Retype the lines below word for word, omitting any pictures.

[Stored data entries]
━━━━━━━━━━━━━━━━

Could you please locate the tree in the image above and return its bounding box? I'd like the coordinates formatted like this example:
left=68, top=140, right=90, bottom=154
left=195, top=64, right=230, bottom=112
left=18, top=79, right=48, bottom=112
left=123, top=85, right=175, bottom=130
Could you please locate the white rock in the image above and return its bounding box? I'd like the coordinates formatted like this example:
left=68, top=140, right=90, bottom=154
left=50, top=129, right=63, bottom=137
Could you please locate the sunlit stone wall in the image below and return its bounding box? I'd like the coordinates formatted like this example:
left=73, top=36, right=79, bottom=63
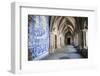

━━━━━━━━━━━━━━━━

• Result of the exercise
Could you please locate the tree in the image above and return its bounding box? I'd like the coordinates formatted like this example:
left=68, top=140, right=90, bottom=154
left=195, top=64, right=230, bottom=112
left=18, top=79, right=48, bottom=112
left=123, top=85, right=175, bottom=130
Could you please locate the white rock in the image above and return its bounding box? I'd like the coordinates formatted like this example:
left=68, top=140, right=90, bottom=154
left=50, top=129, right=63, bottom=137
Could you please locate the sunlit stone wall in the image below and return its bounding box? I'd like the coordinates formatted like this example:
left=73, top=36, right=79, bottom=63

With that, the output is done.